▸ **Bounding-box records**:

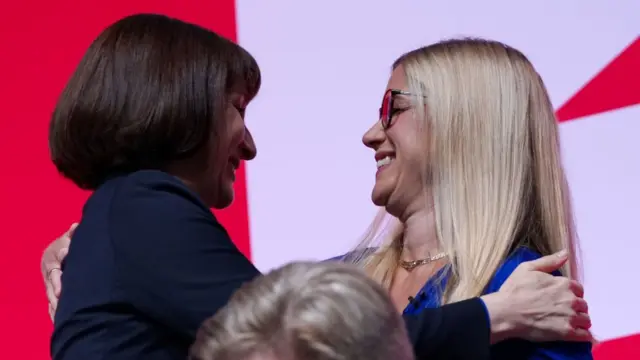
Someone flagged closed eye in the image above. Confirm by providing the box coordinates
[391,107,409,117]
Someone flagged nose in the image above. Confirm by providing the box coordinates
[240,126,258,160]
[362,121,386,150]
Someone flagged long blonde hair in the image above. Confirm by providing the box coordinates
[353,39,578,304]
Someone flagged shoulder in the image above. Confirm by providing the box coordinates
[111,170,213,222]
[324,248,378,263]
[108,170,230,247]
[486,247,560,293]
[112,170,206,208]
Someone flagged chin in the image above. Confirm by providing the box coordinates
[371,189,389,207]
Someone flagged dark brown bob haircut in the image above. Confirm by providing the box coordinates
[49,14,260,190]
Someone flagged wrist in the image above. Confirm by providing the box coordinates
[480,292,519,345]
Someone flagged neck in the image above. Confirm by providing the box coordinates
[400,207,442,261]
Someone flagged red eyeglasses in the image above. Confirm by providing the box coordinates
[380,89,413,130]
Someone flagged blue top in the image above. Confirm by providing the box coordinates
[51,170,496,360]
[404,247,593,360]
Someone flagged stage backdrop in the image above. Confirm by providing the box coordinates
[0,0,640,360]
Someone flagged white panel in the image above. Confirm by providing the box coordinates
[236,0,640,338]
[561,106,640,339]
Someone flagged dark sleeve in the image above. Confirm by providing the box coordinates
[109,174,260,338]
[403,298,491,360]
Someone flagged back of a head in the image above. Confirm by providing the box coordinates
[49,14,260,190]
[190,263,413,360]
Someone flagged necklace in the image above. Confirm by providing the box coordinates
[400,253,447,272]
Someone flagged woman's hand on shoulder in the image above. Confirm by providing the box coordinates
[40,224,78,320]
[482,251,592,343]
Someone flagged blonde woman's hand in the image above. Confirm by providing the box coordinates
[40,224,78,321]
[482,251,592,343]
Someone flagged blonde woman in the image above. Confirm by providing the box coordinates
[348,39,591,359]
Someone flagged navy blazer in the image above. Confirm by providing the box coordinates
[51,170,489,360]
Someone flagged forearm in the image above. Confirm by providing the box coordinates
[404,298,490,360]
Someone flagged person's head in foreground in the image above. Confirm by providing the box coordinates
[360,39,576,303]
[190,262,414,360]
[49,14,260,208]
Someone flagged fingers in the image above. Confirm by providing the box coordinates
[49,268,62,301]
[570,313,591,330]
[519,250,569,273]
[45,268,62,310]
[563,329,595,342]
[569,280,584,298]
[64,223,78,240]
[571,298,589,314]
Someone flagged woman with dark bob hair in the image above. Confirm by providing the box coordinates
[43,15,588,360]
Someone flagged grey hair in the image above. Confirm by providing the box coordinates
[190,262,414,360]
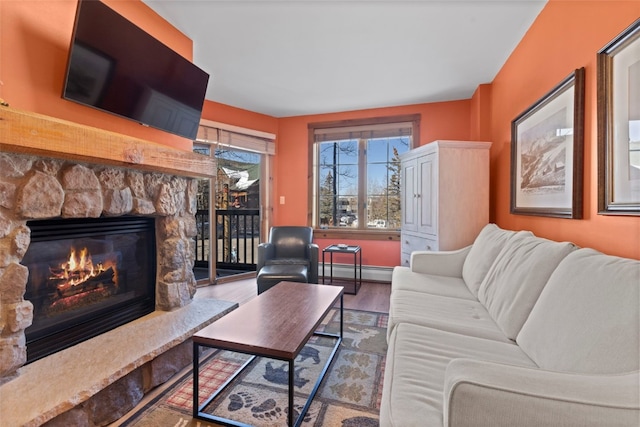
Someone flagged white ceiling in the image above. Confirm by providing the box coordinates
[143,0,546,117]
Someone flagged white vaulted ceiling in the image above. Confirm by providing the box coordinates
[143,0,546,117]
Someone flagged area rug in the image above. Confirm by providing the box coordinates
[121,309,388,427]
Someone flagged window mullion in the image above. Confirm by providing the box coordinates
[358,138,368,229]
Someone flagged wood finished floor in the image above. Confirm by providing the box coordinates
[195,277,391,313]
[109,277,391,427]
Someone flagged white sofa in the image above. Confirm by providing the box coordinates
[380,224,640,427]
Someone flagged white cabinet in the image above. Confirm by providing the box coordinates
[400,141,491,266]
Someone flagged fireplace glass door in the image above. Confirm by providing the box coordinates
[22,217,156,362]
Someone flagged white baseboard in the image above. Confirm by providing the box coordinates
[318,263,393,282]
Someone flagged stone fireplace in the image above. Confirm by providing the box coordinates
[0,109,235,425]
[22,215,156,363]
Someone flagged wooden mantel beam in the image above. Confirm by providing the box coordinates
[0,107,216,178]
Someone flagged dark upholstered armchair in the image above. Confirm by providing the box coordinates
[256,226,318,294]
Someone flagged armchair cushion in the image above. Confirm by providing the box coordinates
[256,226,318,293]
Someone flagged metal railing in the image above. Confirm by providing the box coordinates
[196,209,260,271]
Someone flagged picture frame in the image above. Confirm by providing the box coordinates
[596,19,640,215]
[511,67,585,219]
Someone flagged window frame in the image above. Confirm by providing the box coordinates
[307,114,421,240]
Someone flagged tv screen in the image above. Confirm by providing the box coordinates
[62,0,209,140]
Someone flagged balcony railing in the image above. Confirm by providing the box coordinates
[196,209,260,271]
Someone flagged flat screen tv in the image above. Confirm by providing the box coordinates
[62,0,209,140]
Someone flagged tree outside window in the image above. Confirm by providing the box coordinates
[314,116,417,231]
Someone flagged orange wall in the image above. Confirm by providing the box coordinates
[202,101,278,134]
[0,0,640,266]
[273,100,471,266]
[0,0,192,150]
[485,0,640,259]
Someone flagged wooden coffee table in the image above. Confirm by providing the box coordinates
[193,282,344,426]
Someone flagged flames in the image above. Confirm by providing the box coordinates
[49,248,117,296]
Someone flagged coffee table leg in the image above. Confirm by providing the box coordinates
[289,359,297,427]
[193,342,200,418]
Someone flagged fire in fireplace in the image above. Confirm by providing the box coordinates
[22,217,156,363]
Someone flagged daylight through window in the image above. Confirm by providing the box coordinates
[313,116,415,230]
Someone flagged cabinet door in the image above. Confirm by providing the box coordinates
[417,153,438,236]
[401,159,418,231]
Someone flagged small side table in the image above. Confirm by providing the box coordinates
[322,245,362,295]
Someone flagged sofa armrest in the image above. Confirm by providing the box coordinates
[410,246,471,277]
[443,359,640,427]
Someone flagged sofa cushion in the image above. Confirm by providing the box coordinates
[391,266,476,301]
[478,235,576,340]
[380,323,535,427]
[517,249,640,373]
[387,290,513,343]
[462,224,531,297]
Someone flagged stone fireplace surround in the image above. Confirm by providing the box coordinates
[0,109,237,426]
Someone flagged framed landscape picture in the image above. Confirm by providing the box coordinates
[597,19,640,215]
[511,68,584,219]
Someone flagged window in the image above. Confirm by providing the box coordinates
[309,115,420,231]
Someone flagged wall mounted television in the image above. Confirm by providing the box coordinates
[62,0,209,140]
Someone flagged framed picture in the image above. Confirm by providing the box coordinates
[511,68,584,219]
[597,19,640,215]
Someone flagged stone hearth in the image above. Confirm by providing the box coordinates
[0,109,237,426]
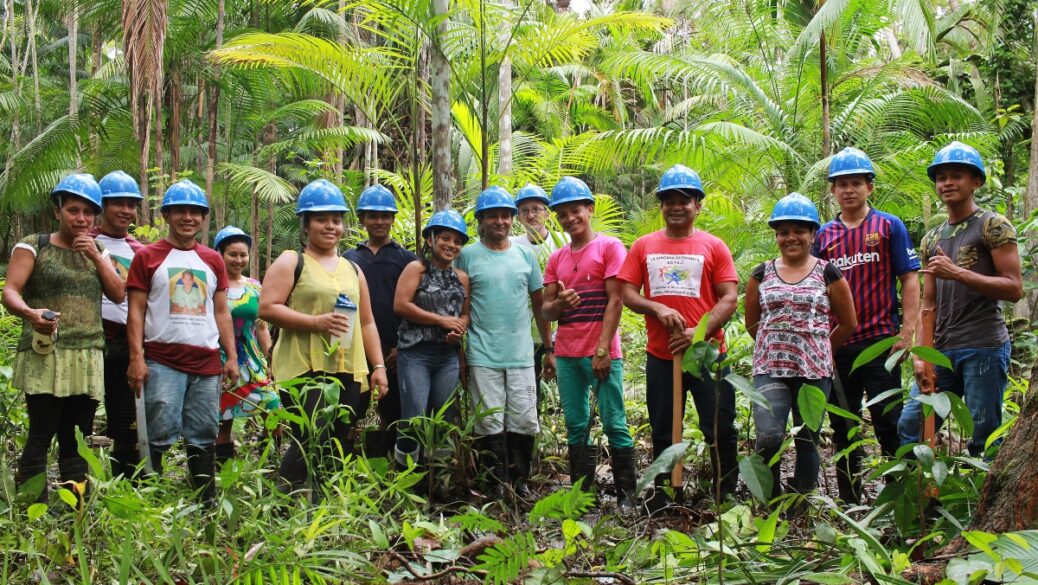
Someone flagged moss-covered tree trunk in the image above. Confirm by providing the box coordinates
[906,363,1038,583]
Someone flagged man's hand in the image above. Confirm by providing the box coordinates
[541,353,556,380]
[372,367,389,400]
[919,246,965,280]
[656,305,687,333]
[666,328,695,356]
[911,356,937,394]
[127,356,150,398]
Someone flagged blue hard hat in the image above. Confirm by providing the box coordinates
[828,146,876,180]
[656,165,707,199]
[357,185,397,214]
[213,225,252,250]
[161,178,209,213]
[51,172,101,212]
[926,140,987,185]
[98,171,144,202]
[516,183,551,205]
[421,210,468,245]
[475,185,519,216]
[551,176,595,210]
[296,178,350,216]
[768,193,821,229]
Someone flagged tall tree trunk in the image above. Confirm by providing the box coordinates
[66,4,83,167]
[203,0,225,240]
[905,363,1038,583]
[429,0,450,211]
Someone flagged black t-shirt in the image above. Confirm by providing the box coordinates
[343,241,418,350]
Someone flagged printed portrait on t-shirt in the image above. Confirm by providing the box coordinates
[168,268,209,315]
[646,254,704,299]
[108,254,132,282]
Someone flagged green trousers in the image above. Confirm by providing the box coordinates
[555,357,634,448]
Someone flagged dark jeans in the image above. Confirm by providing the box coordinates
[646,354,737,466]
[754,374,832,498]
[21,394,98,466]
[280,372,371,489]
[829,339,901,502]
[105,339,137,449]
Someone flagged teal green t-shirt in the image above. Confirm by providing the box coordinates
[457,242,544,368]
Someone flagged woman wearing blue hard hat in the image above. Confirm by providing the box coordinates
[213,225,281,463]
[393,210,469,489]
[3,173,126,500]
[745,193,857,497]
[260,178,388,490]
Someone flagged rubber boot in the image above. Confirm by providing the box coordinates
[710,444,739,501]
[508,433,535,499]
[569,445,594,492]
[58,456,88,509]
[15,456,47,503]
[213,442,237,466]
[609,447,637,513]
[477,433,509,500]
[187,445,216,506]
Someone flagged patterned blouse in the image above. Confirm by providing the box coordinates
[397,264,465,350]
[752,259,843,380]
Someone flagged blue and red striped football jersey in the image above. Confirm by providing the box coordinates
[812,210,920,343]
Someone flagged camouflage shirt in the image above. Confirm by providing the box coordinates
[920,208,1016,350]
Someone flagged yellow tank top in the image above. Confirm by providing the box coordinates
[273,254,367,391]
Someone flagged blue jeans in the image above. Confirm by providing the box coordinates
[144,360,220,451]
[397,343,459,453]
[898,341,1010,456]
[754,375,832,498]
[555,357,634,449]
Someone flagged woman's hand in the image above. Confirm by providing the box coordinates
[310,313,350,335]
[372,367,389,400]
[25,309,61,335]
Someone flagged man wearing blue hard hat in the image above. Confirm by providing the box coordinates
[343,185,418,455]
[127,179,239,503]
[90,170,147,477]
[898,142,1023,456]
[457,186,555,497]
[812,146,920,504]
[619,165,739,513]
[511,183,569,403]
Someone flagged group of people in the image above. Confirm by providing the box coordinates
[3,142,1022,511]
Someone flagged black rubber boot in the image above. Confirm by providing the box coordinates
[58,456,89,509]
[15,456,47,503]
[187,445,216,505]
[508,433,536,499]
[609,447,638,513]
[214,442,237,466]
[710,444,739,501]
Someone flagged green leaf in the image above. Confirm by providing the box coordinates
[913,392,952,418]
[799,573,857,585]
[634,442,688,494]
[796,384,827,431]
[26,502,47,522]
[850,335,901,373]
[911,345,952,369]
[725,373,771,412]
[739,453,774,503]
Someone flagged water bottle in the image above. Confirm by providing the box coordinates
[332,293,357,352]
[32,311,58,356]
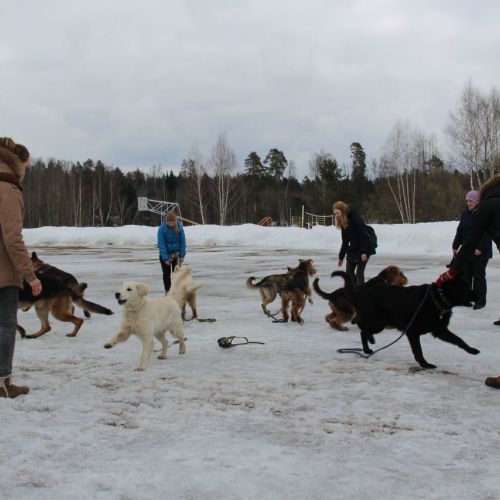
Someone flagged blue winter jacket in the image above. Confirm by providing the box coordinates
[452,208,493,259]
[158,221,186,262]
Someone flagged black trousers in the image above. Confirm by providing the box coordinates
[463,259,488,305]
[345,258,369,286]
[160,257,177,292]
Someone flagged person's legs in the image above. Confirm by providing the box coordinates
[345,260,357,284]
[160,257,175,292]
[462,259,474,288]
[0,286,19,378]
[0,286,29,398]
[472,259,488,309]
[356,259,368,286]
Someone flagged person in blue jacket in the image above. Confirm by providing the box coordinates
[158,210,186,292]
[452,191,493,309]
[333,201,375,286]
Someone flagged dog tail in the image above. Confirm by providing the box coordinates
[186,281,205,293]
[330,271,357,305]
[68,283,88,298]
[313,278,332,300]
[247,276,258,288]
[74,297,113,316]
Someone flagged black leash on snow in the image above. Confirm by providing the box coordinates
[217,335,264,349]
[337,285,432,359]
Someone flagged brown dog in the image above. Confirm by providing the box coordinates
[246,267,296,314]
[280,259,316,325]
[313,266,408,331]
[17,252,113,338]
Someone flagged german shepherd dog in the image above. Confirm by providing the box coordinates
[313,266,408,331]
[31,252,94,318]
[246,267,298,315]
[332,271,479,368]
[280,259,316,325]
[17,256,113,339]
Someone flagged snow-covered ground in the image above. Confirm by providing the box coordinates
[0,222,500,500]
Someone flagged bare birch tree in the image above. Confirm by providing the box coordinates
[183,145,208,224]
[445,82,500,189]
[210,134,237,226]
[380,121,436,224]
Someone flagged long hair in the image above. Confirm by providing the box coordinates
[333,201,349,229]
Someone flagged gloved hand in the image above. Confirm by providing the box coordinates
[435,267,458,287]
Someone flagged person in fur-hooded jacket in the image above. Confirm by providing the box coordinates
[436,174,500,389]
[0,137,42,398]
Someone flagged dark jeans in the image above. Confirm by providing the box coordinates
[160,257,177,292]
[463,259,488,305]
[0,286,19,377]
[345,259,368,286]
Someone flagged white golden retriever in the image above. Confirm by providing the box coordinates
[104,281,186,371]
[167,266,204,319]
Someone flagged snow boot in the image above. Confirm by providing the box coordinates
[0,375,30,399]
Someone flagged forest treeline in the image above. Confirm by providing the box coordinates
[24,83,500,227]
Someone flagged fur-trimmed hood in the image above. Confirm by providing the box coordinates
[0,146,25,180]
[479,174,500,200]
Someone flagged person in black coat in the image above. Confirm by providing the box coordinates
[452,191,493,309]
[436,174,500,389]
[333,201,375,286]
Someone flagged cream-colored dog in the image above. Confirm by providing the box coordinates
[104,281,186,371]
[167,266,204,319]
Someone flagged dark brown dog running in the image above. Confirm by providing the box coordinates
[313,266,408,331]
[332,271,479,368]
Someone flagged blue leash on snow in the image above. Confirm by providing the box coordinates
[337,285,432,359]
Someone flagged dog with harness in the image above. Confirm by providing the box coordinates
[332,271,479,368]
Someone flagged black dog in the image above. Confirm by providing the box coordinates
[332,271,479,368]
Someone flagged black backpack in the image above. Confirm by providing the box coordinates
[365,224,378,250]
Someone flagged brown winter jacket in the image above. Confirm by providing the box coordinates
[0,146,36,288]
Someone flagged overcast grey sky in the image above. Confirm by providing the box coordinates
[0,0,500,178]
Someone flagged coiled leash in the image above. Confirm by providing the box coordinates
[217,335,264,349]
[337,285,432,359]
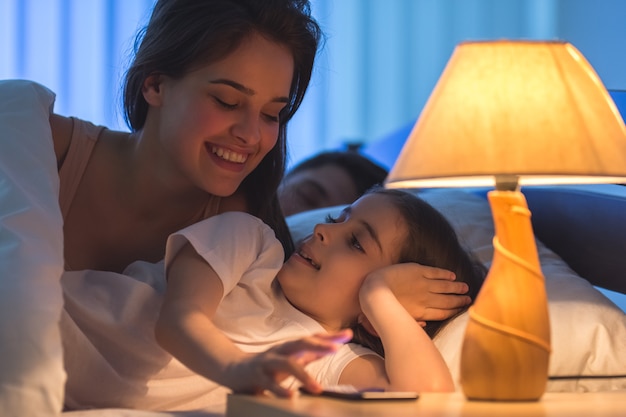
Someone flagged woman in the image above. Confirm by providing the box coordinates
[0,0,468,415]
[0,0,320,415]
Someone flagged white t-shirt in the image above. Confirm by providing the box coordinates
[61,212,372,411]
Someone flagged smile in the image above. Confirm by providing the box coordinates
[211,145,248,164]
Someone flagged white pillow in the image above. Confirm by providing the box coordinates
[287,189,626,391]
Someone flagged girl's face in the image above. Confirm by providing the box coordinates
[144,31,294,196]
[277,194,406,330]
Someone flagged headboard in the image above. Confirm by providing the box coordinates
[522,184,626,294]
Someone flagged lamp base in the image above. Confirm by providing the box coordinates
[461,191,550,401]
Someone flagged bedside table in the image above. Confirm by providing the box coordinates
[226,391,626,417]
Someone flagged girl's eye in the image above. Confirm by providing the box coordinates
[213,96,237,110]
[263,113,279,123]
[348,234,365,253]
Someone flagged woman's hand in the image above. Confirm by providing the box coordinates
[226,329,352,397]
[370,263,471,325]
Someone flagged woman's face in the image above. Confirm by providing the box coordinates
[144,35,294,196]
[278,164,358,216]
[277,194,406,330]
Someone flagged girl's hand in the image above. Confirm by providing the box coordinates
[226,329,352,397]
[370,263,471,325]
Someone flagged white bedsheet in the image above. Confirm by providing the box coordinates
[0,81,65,417]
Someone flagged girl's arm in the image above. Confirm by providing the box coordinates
[155,243,345,396]
[340,264,454,392]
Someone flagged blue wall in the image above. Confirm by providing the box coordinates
[0,0,626,166]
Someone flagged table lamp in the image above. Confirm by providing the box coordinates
[386,40,626,401]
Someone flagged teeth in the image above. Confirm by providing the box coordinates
[211,146,248,164]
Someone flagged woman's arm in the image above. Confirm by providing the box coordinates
[340,264,454,392]
[0,81,65,416]
[155,244,345,396]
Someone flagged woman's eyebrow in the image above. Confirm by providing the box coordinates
[210,78,289,103]
[359,220,383,254]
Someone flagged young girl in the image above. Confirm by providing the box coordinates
[151,189,485,404]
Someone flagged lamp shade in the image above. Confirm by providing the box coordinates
[386,40,626,188]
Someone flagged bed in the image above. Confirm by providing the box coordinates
[2,79,626,417]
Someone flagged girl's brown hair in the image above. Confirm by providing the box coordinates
[123,0,322,256]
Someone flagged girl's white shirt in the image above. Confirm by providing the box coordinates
[61,212,372,412]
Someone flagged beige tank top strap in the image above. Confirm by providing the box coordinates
[59,118,105,218]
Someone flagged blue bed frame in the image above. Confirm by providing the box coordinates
[361,90,626,298]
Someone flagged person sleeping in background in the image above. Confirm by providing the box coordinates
[278,150,388,216]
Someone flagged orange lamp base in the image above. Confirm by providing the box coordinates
[461,191,550,401]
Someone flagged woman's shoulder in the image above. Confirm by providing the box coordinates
[50,113,74,166]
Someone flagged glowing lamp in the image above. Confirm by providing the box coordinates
[386,40,626,401]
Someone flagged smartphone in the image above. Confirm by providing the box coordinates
[300,385,419,401]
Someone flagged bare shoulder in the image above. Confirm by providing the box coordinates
[50,113,74,166]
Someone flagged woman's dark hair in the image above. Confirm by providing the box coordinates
[123,0,322,256]
[285,151,388,196]
[352,188,487,356]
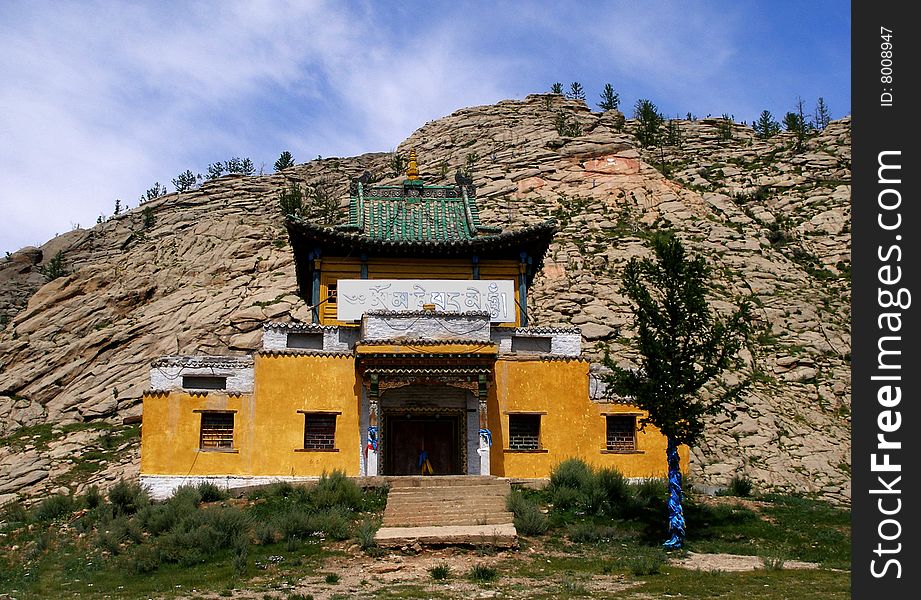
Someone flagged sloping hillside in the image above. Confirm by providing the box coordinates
[0,95,850,503]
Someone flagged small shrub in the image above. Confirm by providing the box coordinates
[83,485,103,510]
[312,471,362,510]
[550,487,585,511]
[467,564,499,583]
[548,458,594,491]
[196,481,228,502]
[627,548,668,576]
[256,523,278,546]
[278,183,304,220]
[141,206,157,229]
[233,532,249,575]
[129,544,161,575]
[38,250,67,281]
[109,479,150,516]
[595,468,633,516]
[275,150,294,173]
[33,494,74,523]
[726,475,754,498]
[429,563,451,581]
[566,523,623,544]
[199,507,251,547]
[515,503,550,535]
[761,556,785,571]
[355,520,378,552]
[0,501,29,525]
[308,509,352,540]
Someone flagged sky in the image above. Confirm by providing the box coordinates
[0,0,851,252]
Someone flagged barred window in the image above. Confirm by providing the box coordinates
[200,411,233,449]
[508,415,540,450]
[304,413,336,450]
[607,415,636,452]
[182,375,227,390]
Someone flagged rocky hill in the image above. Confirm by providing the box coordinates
[0,94,851,504]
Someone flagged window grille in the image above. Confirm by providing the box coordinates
[304,413,336,450]
[201,412,233,449]
[607,415,636,452]
[508,415,540,450]
[182,375,227,390]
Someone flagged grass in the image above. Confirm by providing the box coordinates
[0,466,850,600]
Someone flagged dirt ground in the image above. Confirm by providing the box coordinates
[192,545,818,600]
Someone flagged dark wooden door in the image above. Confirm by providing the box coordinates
[384,415,460,475]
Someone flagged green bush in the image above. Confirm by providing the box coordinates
[232,532,249,575]
[627,548,668,576]
[129,544,161,575]
[312,471,362,510]
[595,468,633,517]
[566,522,624,544]
[467,564,499,583]
[196,481,229,502]
[515,504,550,535]
[256,523,278,546]
[355,519,379,552]
[506,490,550,535]
[38,250,67,281]
[308,508,352,540]
[0,501,29,525]
[109,479,150,516]
[726,475,754,498]
[32,494,75,523]
[83,485,103,510]
[549,487,585,511]
[548,458,594,492]
[429,563,451,580]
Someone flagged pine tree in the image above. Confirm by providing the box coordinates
[752,110,780,140]
[815,96,831,130]
[633,98,665,146]
[783,112,808,152]
[604,232,751,548]
[173,169,201,192]
[566,81,585,102]
[275,150,294,173]
[598,83,620,112]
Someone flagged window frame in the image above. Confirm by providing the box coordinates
[601,413,643,454]
[504,412,547,454]
[195,410,238,453]
[294,410,342,452]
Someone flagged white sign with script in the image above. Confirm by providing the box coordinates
[336,279,515,323]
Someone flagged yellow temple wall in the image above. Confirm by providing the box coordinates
[141,355,360,477]
[488,358,689,478]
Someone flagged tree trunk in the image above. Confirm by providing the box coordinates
[662,438,684,548]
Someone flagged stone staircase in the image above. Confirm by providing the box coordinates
[376,476,518,547]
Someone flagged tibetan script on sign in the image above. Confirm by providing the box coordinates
[336,279,515,323]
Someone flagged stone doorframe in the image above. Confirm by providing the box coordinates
[363,367,492,476]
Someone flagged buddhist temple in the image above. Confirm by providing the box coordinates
[141,152,688,497]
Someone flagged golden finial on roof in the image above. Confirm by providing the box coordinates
[406,148,419,181]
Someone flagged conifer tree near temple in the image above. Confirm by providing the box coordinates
[604,232,751,548]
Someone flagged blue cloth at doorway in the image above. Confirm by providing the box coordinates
[480,429,492,446]
[418,450,435,475]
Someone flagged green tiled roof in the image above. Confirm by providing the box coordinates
[338,181,500,243]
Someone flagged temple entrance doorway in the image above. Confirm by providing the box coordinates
[384,412,465,475]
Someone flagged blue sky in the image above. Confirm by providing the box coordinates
[0,0,851,252]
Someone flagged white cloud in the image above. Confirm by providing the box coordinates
[0,0,849,251]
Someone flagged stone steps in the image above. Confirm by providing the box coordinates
[376,476,517,547]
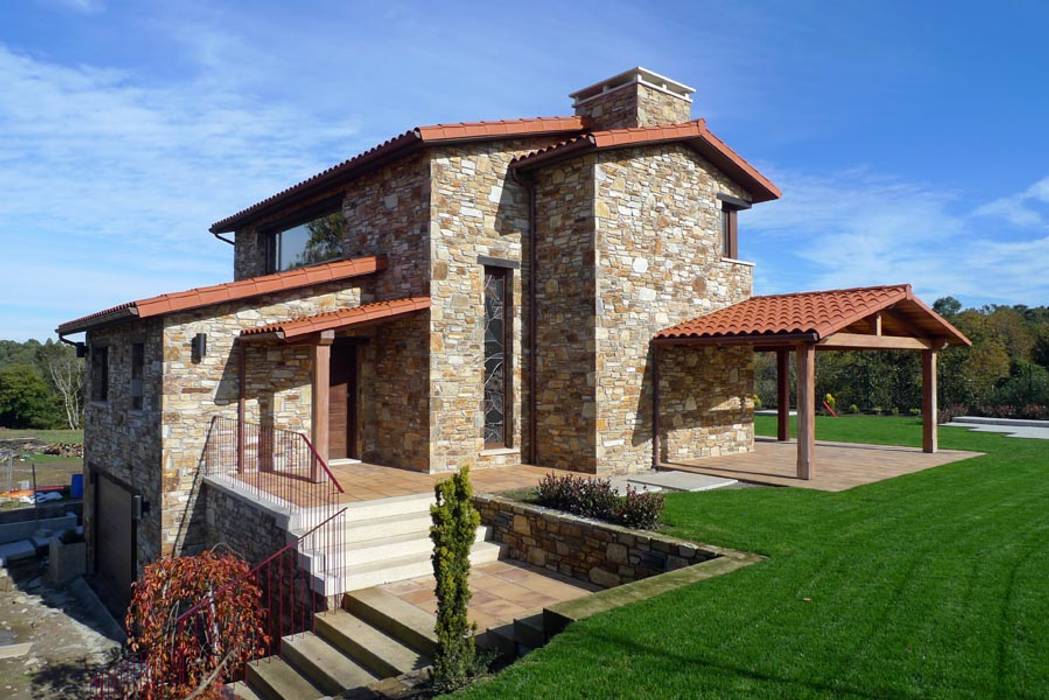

▸ **WHAT YOU NEED TO DO**:
Rewrite the lines from the one containing "Someone flagged lamp shade" up to and including the one containing "[0,95,850,503]", with "Confirm" replaced by "Verify" and nothing else changed. Leave the pictures out of your answer.

▸ **OUTPUT OF THE EXERCISE**:
Someone flagged lamp shade in the image above. Verify by providing the box coordinates
[386,40,626,188]
Someone flagged bed in the image above. Verify by providing the box coordinates
[2,79,626,417]
Someone flagged girl's brown hair in the image above. Verify by providing the box coordinates
[123,0,322,256]
Someone flagged girl's white shirt in the image above. Verify by providing the box coordinates
[61,212,372,412]
Someone flagged beige tank top strap in the image above. Verify by providing the box coordinates
[59,118,105,218]
Someone flagged blue bed frame in the image above. Verify by providing the box coordinates
[361,90,626,298]
Someone flagged person sleeping in background in the image above. Verify by providing the box coordinates
[278,150,388,216]
Someone flagged orange lamp base in the image above. Verify by providing the box coordinates
[461,191,550,401]
Someone flagged woman's shoulder in the image above. Verify by providing the box coordinates
[50,113,74,166]
Someone flagged glowing lamp in the image above. Verify by providing the box coordinates
[386,40,626,401]
Someone flagged smartphone in the image above. Verify by providing the box coordinates
[300,385,419,401]
Someone flagged bare shoulder in the image above. Verify by providing the box coordinates
[50,113,74,166]
Someone flagged woman's dark hair in the image above. Verify by providing the box coordinates
[123,0,322,256]
[285,151,388,196]
[352,188,487,356]
Someone flagged sloping hillside in the image above. Verify by providing the box coordinates
[0,95,850,503]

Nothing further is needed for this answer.